Passage provided ::
Wednesday, August 29, 2018

Aussie cockies keep us supplied with fabulous produce

Our land of extremes

As Dorothea Mackellar expressed so well in her poem "My Country",
Australia historically is a land of extremes, as the farmers well know;
devastatingly depressing, as they struggle with stress and anxiety,
loss of hope and collectively the loss of millions of dollars in income.

My Country 
by Dorothea Mackellar (1885 - 1968)

The love of field and coppice,
Of green and shaded lanes.
Of ordered woods and gardens
Is running in your veins,
Strong love of grey-blue distance
Brown streams and soft dim skies
I know but cannot share it,
My love is otherwise.

I love a sunburnt country,
A land of sweeping plains,
Of ragged mountain ranges,
Of droughts and flooding rains.
I love her far horizons,
I love her jewel-sea,
Her beauty and her terror -
The wide brown land for me!

A stark white ring-barked forest
All tragic to the moon,
The sapphire-misted mountains,
The hot gold hush of noon.
Green tangle of the brushes,
Where lithe lianas coil,
And orchids deck the tree-tops
And ferns the warm dark soil.


Mackellar was an Australian poet and fiction writer.  My Country, was written at age 19 in 1904, while homesick in England.

Exercises ::
[1] In the post about Australian farmers, find each line of the poem that begins with the words "I love," and list what follows those words on that same line.
[2] Copy the post about Australian farmers word for word, everything from "Our land of" down to "and shaded lanes.".
[3] Proceed with the post about Australian farmers, writing on from its last sentence.

Provided records ::
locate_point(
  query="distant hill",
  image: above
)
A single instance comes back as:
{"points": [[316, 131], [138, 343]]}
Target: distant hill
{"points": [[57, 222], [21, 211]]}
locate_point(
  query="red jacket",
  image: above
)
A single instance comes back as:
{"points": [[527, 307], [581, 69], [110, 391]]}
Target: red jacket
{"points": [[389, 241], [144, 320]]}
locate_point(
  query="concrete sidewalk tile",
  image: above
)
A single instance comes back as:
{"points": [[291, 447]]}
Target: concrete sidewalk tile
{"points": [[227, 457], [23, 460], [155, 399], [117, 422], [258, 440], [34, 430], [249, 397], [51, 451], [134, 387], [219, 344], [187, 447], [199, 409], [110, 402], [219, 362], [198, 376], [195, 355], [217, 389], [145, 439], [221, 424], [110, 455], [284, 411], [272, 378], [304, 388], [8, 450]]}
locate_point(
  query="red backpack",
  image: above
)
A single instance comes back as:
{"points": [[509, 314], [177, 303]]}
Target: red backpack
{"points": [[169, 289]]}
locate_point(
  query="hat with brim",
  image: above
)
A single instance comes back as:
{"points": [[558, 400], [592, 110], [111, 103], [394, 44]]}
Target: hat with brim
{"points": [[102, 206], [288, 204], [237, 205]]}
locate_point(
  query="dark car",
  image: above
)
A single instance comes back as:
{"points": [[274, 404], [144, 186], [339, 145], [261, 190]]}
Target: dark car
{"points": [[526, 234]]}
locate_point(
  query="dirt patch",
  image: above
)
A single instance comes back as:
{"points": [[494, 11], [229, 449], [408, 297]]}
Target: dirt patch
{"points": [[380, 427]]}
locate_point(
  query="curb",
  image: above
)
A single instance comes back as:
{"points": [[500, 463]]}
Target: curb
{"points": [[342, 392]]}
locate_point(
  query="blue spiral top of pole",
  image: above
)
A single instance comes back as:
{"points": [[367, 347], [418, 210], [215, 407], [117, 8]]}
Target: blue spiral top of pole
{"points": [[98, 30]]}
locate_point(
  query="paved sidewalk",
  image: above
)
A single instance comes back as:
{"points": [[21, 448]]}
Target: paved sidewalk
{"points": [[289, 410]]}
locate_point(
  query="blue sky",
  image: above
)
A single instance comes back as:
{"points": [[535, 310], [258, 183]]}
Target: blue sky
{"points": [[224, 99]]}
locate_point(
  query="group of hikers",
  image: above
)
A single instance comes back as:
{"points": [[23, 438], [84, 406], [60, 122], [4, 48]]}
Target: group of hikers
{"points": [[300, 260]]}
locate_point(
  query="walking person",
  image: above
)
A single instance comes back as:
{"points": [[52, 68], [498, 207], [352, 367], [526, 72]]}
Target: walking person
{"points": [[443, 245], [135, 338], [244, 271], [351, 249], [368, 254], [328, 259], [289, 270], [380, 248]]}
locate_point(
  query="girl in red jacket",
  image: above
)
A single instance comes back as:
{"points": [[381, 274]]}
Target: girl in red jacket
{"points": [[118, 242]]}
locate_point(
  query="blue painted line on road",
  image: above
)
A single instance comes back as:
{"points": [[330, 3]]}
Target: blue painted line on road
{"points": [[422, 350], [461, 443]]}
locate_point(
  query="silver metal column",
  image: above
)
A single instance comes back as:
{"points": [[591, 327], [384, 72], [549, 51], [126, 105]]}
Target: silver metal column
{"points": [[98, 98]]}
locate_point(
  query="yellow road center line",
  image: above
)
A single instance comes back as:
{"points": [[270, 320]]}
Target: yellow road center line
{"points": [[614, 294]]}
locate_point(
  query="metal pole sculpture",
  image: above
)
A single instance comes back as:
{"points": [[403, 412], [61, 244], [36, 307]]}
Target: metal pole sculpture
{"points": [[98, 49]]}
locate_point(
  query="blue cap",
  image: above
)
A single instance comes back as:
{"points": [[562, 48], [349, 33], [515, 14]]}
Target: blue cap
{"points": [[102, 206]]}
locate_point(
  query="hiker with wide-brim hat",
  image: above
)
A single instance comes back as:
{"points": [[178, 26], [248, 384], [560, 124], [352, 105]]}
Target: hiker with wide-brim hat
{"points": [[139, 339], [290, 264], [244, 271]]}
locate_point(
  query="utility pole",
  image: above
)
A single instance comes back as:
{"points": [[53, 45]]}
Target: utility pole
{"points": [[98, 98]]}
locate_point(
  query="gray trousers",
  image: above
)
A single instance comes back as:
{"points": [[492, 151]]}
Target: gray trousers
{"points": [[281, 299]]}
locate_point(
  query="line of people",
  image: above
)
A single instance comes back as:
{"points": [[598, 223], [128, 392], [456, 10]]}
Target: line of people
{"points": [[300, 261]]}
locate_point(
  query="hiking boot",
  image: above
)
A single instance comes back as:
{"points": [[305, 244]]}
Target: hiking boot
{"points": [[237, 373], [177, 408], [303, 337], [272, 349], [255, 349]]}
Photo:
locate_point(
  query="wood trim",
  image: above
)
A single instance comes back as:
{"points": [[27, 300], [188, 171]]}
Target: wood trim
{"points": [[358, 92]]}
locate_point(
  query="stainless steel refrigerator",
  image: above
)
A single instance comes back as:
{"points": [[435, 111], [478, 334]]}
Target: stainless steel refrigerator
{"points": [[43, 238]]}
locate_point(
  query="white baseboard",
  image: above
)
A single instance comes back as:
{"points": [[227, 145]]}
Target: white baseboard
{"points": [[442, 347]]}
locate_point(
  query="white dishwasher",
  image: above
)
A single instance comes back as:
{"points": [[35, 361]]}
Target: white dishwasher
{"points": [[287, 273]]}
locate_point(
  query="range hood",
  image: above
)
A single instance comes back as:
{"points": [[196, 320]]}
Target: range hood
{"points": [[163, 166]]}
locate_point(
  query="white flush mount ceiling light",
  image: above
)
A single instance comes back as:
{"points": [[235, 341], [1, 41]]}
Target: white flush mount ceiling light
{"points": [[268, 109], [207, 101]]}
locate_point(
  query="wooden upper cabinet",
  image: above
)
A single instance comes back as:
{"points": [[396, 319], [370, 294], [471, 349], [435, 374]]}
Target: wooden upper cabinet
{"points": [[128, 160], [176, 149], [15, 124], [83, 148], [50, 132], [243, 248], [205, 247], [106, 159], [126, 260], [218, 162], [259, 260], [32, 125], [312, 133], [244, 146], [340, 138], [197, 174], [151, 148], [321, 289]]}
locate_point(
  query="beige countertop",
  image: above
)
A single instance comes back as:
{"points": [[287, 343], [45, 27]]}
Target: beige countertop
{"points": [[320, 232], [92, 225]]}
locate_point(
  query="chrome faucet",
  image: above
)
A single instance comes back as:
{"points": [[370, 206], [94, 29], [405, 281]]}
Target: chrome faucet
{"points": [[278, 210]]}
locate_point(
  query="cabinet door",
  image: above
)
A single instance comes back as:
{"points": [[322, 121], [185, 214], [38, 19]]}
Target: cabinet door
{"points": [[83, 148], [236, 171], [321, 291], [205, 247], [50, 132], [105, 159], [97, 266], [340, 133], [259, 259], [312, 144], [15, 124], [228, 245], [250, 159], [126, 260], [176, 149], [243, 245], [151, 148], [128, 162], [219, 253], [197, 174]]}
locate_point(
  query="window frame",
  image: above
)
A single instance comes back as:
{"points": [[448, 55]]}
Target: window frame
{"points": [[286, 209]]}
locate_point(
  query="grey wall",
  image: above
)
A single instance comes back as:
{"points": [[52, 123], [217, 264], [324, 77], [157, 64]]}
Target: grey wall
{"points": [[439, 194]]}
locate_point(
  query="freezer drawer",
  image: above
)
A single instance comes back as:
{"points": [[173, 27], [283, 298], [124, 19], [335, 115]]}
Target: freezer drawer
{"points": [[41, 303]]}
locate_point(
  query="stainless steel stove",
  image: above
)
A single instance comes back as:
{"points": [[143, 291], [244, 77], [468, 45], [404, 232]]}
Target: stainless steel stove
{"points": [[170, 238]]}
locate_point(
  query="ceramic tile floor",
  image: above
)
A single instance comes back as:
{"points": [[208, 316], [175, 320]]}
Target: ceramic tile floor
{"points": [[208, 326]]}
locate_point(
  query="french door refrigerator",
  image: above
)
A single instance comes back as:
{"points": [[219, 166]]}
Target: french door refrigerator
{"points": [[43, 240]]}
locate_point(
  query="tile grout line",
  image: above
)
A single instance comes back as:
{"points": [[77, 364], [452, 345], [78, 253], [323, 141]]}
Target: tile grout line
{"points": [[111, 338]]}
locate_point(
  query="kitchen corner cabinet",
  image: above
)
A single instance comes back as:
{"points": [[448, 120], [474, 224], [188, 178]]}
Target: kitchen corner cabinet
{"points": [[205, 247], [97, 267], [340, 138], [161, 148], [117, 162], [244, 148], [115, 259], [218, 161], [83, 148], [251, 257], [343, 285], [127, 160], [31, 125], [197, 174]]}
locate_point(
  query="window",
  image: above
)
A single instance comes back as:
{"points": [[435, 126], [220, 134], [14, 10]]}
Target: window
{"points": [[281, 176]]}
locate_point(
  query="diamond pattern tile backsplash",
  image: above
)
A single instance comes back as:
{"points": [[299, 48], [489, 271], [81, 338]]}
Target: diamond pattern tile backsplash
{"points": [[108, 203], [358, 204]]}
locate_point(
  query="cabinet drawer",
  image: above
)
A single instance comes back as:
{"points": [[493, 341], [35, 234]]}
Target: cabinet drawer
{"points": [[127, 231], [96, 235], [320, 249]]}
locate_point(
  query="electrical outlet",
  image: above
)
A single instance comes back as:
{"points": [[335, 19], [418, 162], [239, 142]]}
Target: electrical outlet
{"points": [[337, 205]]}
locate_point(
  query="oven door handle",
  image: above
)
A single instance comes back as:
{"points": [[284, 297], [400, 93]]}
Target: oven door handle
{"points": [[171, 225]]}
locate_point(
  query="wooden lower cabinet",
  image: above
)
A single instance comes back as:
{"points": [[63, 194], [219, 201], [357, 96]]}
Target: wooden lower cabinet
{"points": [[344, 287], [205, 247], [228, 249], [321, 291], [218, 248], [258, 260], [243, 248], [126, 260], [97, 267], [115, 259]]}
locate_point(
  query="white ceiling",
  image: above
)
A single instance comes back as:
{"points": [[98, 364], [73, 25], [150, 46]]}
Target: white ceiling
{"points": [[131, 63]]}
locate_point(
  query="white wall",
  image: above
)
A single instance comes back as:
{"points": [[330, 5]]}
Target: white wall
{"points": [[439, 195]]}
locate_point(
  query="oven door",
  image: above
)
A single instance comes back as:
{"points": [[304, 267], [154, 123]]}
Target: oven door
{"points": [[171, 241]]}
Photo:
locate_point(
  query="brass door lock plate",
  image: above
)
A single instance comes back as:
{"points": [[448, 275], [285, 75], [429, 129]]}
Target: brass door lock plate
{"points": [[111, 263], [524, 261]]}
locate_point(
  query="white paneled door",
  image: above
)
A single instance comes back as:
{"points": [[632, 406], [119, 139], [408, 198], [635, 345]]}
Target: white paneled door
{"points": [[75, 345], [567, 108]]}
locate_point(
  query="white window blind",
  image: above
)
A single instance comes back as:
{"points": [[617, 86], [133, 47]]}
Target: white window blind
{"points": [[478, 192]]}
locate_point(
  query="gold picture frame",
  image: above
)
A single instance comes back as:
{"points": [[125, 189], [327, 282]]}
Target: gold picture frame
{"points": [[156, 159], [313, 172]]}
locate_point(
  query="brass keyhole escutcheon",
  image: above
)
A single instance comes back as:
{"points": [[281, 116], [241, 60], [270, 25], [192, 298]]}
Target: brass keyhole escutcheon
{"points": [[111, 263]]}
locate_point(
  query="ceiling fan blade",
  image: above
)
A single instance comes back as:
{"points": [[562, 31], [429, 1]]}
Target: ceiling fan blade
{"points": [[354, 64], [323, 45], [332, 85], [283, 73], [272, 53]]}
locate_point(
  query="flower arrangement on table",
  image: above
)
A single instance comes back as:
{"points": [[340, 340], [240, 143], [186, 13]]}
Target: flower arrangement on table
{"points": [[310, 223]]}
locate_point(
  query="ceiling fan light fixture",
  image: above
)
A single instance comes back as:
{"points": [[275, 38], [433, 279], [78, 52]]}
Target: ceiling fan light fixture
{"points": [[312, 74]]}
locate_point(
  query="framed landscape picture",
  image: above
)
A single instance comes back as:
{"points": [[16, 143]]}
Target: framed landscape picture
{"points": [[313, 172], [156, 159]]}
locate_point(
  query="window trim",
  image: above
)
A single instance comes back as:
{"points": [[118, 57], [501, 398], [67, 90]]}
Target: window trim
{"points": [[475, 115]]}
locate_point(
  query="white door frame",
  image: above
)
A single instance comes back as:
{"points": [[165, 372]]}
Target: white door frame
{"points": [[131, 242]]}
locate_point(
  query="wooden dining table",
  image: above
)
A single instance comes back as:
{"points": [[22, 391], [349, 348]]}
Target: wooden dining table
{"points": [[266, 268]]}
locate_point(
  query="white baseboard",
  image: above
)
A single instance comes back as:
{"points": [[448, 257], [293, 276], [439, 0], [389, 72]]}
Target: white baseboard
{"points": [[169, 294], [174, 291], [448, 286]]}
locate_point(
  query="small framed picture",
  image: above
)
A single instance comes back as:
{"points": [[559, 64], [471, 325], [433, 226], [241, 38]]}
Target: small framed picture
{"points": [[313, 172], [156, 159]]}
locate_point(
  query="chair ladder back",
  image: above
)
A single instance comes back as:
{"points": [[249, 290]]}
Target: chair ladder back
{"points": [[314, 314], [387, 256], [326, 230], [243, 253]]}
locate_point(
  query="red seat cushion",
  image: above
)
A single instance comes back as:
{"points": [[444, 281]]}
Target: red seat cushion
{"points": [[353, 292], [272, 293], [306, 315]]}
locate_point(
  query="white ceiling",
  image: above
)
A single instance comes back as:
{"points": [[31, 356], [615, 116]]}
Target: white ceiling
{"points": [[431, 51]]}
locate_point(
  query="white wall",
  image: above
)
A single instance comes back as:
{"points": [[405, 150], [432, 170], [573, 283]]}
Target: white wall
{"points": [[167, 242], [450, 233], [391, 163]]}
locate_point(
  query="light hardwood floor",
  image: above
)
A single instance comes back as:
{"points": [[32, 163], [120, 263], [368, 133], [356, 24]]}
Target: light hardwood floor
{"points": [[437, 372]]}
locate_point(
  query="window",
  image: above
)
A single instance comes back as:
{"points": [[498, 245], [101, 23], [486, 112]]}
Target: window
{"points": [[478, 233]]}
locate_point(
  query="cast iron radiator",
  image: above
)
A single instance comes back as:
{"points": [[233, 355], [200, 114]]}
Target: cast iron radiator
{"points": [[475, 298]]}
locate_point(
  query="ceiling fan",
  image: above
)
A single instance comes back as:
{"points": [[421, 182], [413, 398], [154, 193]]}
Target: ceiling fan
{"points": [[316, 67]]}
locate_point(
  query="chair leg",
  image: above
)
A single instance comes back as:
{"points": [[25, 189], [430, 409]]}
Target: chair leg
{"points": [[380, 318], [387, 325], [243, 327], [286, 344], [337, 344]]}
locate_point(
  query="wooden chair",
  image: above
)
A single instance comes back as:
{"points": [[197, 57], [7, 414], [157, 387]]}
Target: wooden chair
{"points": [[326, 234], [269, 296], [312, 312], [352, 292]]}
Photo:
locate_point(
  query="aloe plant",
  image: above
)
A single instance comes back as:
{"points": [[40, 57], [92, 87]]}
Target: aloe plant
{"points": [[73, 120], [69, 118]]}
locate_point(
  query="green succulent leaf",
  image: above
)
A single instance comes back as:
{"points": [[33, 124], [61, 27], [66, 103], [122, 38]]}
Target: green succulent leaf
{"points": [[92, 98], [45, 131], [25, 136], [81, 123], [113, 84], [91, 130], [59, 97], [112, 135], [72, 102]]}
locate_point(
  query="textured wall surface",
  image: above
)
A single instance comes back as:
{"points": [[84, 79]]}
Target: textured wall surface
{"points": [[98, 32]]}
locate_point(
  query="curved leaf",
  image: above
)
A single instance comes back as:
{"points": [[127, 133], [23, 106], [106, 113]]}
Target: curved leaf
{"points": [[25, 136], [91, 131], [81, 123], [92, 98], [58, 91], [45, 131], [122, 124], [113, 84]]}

The results ::
[1]
a sunburnt country
her far horizons
her jewel-sea

[2]
Our land of extremes

As Dorothea Mackellar expressed so well in her poem "My Country",
Australia historically is a land of extremes, as the farmers well know;
devastatingly depressing, as they struggle with stress and anxiety,
loss of hope and collectively the loss of millions of dollars in income.

My Country 
by Dorothea Mackellar (1885 - 1968)

The love of field and coppice,
Of green and shaded lanes.

[3]
From - The Australian Jan 11   2011 - Floods in Queensland.


Mental health organisation, Lifeline, is preparing for a surge in rural depression as, after years of drought, farmers watch their bumper harvests being washed away by floods.'

New standards are obviously needed to prevent urban development in flood prone areas. The environmental and social consequences are often overridden with the primary interest being the economic value of the land. Farmers today understand their forefathers didn't farm appropriately for Australian conditions but today's farmer has a different appreciation.

Hopefully, the following years with full dams and replenished underground water storage, will be more positive for the Aussie cockies who keep us supplied with fabulous produce and by the way, they are not subsidised. Flood can follow drought but even if there is little rain in the period to follow, good harvest will normally occur due to the underground storage and moist soils.


"We need the Rains"

Clara waxes lyrical - "We need the Rains"


 360 degrees horizon 
Following a visit to catch up with G's family in Dooen - Wimmera - Victoria
Dooen Pub is alive and well today and still fulfills a vital purpose as a meeting place for farmers, residents and travellers to tell their tales, share time with others to renew their faith that the arid earth will be quenched in time. Clara



Wheat silos near Dooen

 
Dooen Hotel opened in 1876
 (Photographed 2004)
 

 


















"We need the Rains"
Clara -  Easter 2001  - for G








Dooen Pub

What'chya been doin' all this time
Since they built you in 1876?
On a vast dry plain beside this endless road
Only silos to interrupt the wide horizon.
"We need the rains," you must have said,
and still do now.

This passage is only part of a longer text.